(Point annotation records)

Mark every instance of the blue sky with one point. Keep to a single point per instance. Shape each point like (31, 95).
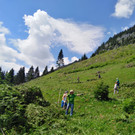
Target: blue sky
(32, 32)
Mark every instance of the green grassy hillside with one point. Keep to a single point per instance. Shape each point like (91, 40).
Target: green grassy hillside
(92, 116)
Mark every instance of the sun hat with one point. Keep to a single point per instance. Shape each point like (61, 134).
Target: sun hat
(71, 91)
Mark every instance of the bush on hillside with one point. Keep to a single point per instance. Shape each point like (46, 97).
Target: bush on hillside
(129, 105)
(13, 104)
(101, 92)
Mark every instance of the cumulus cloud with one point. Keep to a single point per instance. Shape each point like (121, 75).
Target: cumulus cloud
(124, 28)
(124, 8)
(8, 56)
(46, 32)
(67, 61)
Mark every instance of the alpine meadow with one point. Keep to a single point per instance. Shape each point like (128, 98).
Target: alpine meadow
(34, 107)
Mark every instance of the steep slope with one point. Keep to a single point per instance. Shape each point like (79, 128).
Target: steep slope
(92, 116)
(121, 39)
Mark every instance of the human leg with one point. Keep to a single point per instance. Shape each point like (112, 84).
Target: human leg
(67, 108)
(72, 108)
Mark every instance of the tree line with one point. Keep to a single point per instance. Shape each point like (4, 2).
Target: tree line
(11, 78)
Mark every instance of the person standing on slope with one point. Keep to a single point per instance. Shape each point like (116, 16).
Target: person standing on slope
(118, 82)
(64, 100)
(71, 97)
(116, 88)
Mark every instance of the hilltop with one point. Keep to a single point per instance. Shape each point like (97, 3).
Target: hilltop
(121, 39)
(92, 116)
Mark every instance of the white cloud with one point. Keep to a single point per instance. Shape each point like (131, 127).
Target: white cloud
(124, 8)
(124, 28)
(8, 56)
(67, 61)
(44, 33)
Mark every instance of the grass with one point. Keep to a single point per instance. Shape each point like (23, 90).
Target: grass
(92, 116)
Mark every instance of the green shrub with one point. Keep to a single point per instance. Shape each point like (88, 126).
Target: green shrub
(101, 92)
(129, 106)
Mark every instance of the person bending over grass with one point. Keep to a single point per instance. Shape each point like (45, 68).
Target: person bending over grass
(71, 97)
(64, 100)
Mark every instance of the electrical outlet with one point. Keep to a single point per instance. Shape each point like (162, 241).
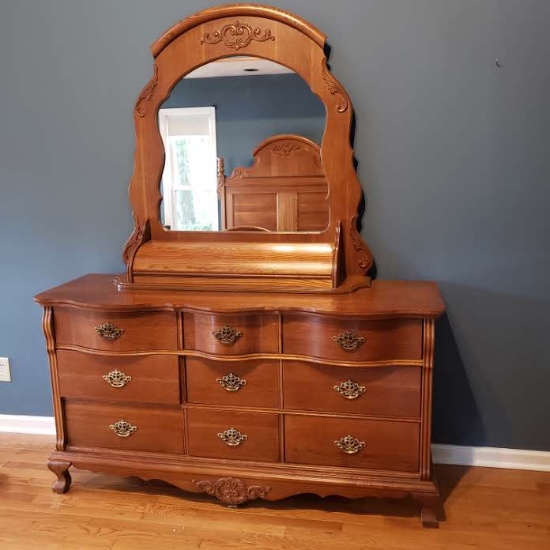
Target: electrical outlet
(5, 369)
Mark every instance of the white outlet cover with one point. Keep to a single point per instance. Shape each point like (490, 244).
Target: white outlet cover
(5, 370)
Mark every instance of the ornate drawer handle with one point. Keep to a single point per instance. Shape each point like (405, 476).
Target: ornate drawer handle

Required task: Copy out the stretch of the material from the line containing "Mark every instance of the white outlet" through the end of the material, word for word.

Answer in full:
Mark every instance of the white outlet cover with one point. Keep to a single point per instance. Shape each point like (490, 244).
Target: white outlet cover
(5, 370)
Mark every instance of the ornate drawer handle with one point. Keep to a single point per instance. Shape each point like (405, 476).
Target: ornate drawer handle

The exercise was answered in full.